▸ **Excerpt from the dataset**:
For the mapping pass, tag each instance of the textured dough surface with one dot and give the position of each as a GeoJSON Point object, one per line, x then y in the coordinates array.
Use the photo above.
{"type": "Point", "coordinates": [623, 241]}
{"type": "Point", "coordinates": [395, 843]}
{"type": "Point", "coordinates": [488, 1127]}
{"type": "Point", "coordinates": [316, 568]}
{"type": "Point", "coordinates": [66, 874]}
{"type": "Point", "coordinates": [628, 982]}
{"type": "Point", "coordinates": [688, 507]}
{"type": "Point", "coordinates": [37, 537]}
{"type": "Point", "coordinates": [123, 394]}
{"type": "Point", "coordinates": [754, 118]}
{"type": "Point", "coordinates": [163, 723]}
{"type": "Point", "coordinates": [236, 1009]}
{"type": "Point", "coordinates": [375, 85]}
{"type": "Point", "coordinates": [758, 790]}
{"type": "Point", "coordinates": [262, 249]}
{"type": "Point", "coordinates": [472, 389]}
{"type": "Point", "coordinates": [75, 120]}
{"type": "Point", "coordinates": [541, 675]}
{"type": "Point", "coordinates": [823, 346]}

▸ **Directions**: Reproduce all of the rows above without altering a single character.

▸ **Answer to the task**:
For the mapping pass, tag each instance of the textured dough surface with one dot and give the position of each as a GeoJSON Point object, one per line, x then y in the coordinates array.
Use the photo above.
{"type": "Point", "coordinates": [623, 241]}
{"type": "Point", "coordinates": [395, 843]}
{"type": "Point", "coordinates": [488, 1127]}
{"type": "Point", "coordinates": [316, 568]}
{"type": "Point", "coordinates": [66, 874]}
{"type": "Point", "coordinates": [628, 982]}
{"type": "Point", "coordinates": [688, 507]}
{"type": "Point", "coordinates": [37, 537]}
{"type": "Point", "coordinates": [123, 394]}
{"type": "Point", "coordinates": [754, 118]}
{"type": "Point", "coordinates": [163, 723]}
{"type": "Point", "coordinates": [236, 1009]}
{"type": "Point", "coordinates": [375, 85]}
{"type": "Point", "coordinates": [758, 790]}
{"type": "Point", "coordinates": [262, 249]}
{"type": "Point", "coordinates": [472, 389]}
{"type": "Point", "coordinates": [75, 120]}
{"type": "Point", "coordinates": [541, 675]}
{"type": "Point", "coordinates": [823, 346]}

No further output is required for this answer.